Word for word, print all of the lines below.

§ Referring expression pointing data:
^^^^

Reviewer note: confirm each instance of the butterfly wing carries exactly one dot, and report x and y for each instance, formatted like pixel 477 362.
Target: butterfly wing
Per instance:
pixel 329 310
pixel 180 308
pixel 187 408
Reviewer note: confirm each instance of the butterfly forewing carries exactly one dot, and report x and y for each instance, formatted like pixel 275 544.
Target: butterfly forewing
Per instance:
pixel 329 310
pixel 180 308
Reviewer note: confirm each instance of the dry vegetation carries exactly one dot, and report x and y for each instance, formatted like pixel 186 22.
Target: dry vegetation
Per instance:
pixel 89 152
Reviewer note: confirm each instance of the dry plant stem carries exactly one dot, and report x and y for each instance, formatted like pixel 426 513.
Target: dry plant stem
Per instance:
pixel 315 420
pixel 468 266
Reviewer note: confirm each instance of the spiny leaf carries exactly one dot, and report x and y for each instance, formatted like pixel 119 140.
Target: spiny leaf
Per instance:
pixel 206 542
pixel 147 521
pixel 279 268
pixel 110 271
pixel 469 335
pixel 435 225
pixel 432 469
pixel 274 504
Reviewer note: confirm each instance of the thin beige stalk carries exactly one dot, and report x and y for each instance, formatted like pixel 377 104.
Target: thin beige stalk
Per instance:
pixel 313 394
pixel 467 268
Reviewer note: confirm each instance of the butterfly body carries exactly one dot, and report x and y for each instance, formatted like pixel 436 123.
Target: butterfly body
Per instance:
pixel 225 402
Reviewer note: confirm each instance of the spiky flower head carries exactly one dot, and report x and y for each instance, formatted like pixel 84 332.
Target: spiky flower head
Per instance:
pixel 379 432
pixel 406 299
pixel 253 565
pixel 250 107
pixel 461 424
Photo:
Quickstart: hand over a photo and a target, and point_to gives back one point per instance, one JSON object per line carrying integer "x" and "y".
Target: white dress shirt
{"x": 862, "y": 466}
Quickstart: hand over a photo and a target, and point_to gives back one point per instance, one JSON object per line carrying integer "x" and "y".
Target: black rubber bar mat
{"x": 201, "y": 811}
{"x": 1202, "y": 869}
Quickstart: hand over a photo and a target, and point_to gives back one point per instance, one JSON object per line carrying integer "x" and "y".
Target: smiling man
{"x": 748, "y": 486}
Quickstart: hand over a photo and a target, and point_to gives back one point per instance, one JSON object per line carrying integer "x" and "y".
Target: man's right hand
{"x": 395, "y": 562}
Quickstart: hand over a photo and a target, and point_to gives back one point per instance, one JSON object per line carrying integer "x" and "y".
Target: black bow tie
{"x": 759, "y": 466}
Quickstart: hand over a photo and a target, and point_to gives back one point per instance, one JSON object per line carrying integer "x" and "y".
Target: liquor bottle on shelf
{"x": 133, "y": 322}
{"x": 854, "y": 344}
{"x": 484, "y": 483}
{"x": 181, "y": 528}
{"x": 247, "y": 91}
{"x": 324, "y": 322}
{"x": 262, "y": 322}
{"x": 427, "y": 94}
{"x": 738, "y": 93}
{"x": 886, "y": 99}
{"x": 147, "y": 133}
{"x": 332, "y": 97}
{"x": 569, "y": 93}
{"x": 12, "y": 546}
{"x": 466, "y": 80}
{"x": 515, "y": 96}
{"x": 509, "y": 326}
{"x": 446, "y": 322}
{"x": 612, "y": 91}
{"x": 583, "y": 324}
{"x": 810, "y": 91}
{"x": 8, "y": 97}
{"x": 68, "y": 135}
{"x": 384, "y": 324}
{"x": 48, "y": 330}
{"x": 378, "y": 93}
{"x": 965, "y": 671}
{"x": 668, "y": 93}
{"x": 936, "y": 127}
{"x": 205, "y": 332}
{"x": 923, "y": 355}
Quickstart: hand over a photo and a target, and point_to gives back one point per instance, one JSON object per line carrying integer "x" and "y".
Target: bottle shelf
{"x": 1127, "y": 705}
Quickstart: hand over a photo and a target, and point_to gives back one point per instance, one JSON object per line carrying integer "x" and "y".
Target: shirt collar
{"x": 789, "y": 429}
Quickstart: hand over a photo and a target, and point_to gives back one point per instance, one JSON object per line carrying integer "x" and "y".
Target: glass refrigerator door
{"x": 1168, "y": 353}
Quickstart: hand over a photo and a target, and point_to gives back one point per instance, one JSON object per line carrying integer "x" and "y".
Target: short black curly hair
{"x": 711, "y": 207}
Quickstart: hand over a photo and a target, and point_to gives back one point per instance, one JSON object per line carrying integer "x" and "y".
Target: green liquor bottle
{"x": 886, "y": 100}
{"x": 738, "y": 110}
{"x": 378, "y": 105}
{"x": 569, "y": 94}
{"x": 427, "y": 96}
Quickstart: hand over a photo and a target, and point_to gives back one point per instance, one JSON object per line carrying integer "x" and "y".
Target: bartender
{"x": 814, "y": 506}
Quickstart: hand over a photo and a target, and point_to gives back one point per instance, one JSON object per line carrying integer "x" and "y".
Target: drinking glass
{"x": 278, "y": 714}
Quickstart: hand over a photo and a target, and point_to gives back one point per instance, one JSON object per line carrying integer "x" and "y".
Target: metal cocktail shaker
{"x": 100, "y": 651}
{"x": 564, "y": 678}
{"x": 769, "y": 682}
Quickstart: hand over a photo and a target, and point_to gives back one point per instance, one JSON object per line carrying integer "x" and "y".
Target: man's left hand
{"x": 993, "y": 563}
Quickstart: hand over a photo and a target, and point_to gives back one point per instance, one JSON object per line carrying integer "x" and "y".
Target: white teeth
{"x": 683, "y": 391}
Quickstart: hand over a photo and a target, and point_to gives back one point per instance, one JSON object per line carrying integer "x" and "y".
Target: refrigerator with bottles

^^^^

§ Result:
Reviewer note: confirm each instance of the butterfly wing carries exactly one dot, and report x and y for each instance, formatted like pixel 477 362.
Target: butterfly wing
Per instance:
pixel 329 310
pixel 180 308
pixel 187 408
Reviewer note: confirm each instance of the butterfly forewing carries exactly one dot, and report x and y for each instance, formatted like pixel 275 544.
Target: butterfly forewing
Per instance:
pixel 329 310
pixel 180 308
Reviewer note: confirm each instance of the dry vegetation carries exactly one dot, and report x and y for each instance, formatted like pixel 186 22.
Target: dry vegetation
Per instance:
pixel 89 152
Reviewer note: confirm each instance of the dry plant stem carries exactly one dot, and report x and y for each instance, formatted like pixel 426 513.
Target: dry plant stem
Per instance:
pixel 315 420
pixel 468 266
Reviewer note: confirm each instance of the spiny leaf carries exactly one dot, and report x and y for each instance, formatted like pixel 119 140.
Target: spiny leaf
Per instance:
pixel 206 542
pixel 147 521
pixel 279 268
pixel 110 271
pixel 469 335
pixel 435 225
pixel 432 469
pixel 274 504
Reviewer note: confirm each instance of the thin beige stalk carries exactly one dot, and report x and y for each instance, formatted like pixel 377 104.
Target: thin beige stalk
Per instance:
pixel 313 394
pixel 467 268
Reviewer note: confirm each instance of the butterfly body carries exactly one dot, and report x and y for each instance, formatted like pixel 436 123.
Target: butterfly body
Per instance:
pixel 225 402
Reviewer note: confirm each instance of the spiky flower head carries exactly one dot, and report x and y for each instance, formatted like pixel 84 332.
Target: spiky flower head
Per instance:
pixel 379 432
pixel 406 299
pixel 253 565
pixel 250 107
pixel 461 424
Photo:
Quickstart: hand over a photo and a target, and point_to gives back one point per instance, one JSON object per line carrying integer "x" and "y".
Target: white dress shirt
{"x": 862, "y": 466}
Quickstart: hand over a photo and a target, and point_to gives back one point per instance, one JSON object per line carrying integer "x" and "y".
Target: black rubber bar mat
{"x": 201, "y": 811}
{"x": 1202, "y": 869}
Quickstart: hand over a photo and a target, and point_to gives back one point per instance, one JSON object per line carrying integer "x" and "y".
Target: smiling man
{"x": 748, "y": 486}
Quickstart: hand over a photo and a target, and point_to gives back one point per instance, one JSON object per line carrying integer "x" and "y".
Target: man's right hand
{"x": 395, "y": 562}
Quickstart: hand over a photo and a target, and point_to gives back one point per instance, one JSON object per line carrying integer "x" and "y".
Target: black bow tie
{"x": 759, "y": 466}
Quickstart: hand over a photo and a target, and point_to gives back one point per instance, one JSON object per line carrying integer "x" and "y".
Target: liquor bottle on shelf
{"x": 133, "y": 322}
{"x": 854, "y": 344}
{"x": 484, "y": 483}
{"x": 181, "y": 528}
{"x": 247, "y": 91}
{"x": 324, "y": 322}
{"x": 262, "y": 322}
{"x": 427, "y": 94}
{"x": 738, "y": 93}
{"x": 886, "y": 99}
{"x": 147, "y": 133}
{"x": 332, "y": 97}
{"x": 569, "y": 93}
{"x": 12, "y": 546}
{"x": 466, "y": 80}
{"x": 515, "y": 96}
{"x": 509, "y": 326}
{"x": 446, "y": 322}
{"x": 612, "y": 91}
{"x": 583, "y": 324}
{"x": 810, "y": 91}
{"x": 8, "y": 97}
{"x": 68, "y": 135}
{"x": 384, "y": 324}
{"x": 48, "y": 330}
{"x": 378, "y": 93}
{"x": 965, "y": 671}
{"x": 668, "y": 93}
{"x": 936, "y": 127}
{"x": 205, "y": 332}
{"x": 923, "y": 355}
Quickstart: hand over a photo and a target, and point_to gives back one point per instance, one JSON object per line carrying integer "x" and "y".
Target: bottle shelf
{"x": 1127, "y": 705}
Quickstart: hand over a photo and a target, and point_to gives back one point per instance, one JSON object per line carrying integer "x" and "y".
Target: shirt collar
{"x": 789, "y": 429}
Quickstart: hand over a photo and a target, and point_to gives back one point per instance, one JSON object per line carrying integer "x" and "y".
Target: glass refrigerator door
{"x": 1168, "y": 353}
Quickstart: hand over a photo and a target, and point_to gives back one point per instance, one JSON object per line carrying integer "x" and "y".
Target: short black curly hair
{"x": 711, "y": 207}
Quickstart: hand over a photo and a target, and point_to gives back one point per instance, one JSON object per line carrying integer "x" and "y".
Target: green liquor bottle
{"x": 886, "y": 100}
{"x": 738, "y": 110}
{"x": 378, "y": 105}
{"x": 569, "y": 94}
{"x": 427, "y": 96}
Quickstart: hand over a photo and a target, and point_to gives back one point per instance, one JSON object per line carrying integer "x" and "y".
Target: bartender
{"x": 814, "y": 506}
Quickstart: hand over a photo and a target, and point_to gives back one point per instance, one JSON object per line carrying integer "x" and "y".
Target: drinking glass
{"x": 278, "y": 714}
Quickstart: hand over a photo and a target, and point_to gives back one point per instance, one JSON object per line carrying integer "x" and "y".
Target: metal cocktail shaker
{"x": 100, "y": 651}
{"x": 564, "y": 678}
{"x": 769, "y": 682}
Quickstart: hand over a photo and a target, and point_to gives back one point per instance, one JSON object per line carrying integer "x" and "y".
Target: man's left hand
{"x": 993, "y": 563}
Quickstart: hand over a photo and a target, and point_to gives back one point per instance, one JSON object per line carrying integer "x" and "y".
Target: white teeth
{"x": 683, "y": 391}
Quickstart: hand over a photo and a target, and point_to gives back one point per instance, one JSON object per line carrying integer "x" and "y".
Target: refrigerator with bottles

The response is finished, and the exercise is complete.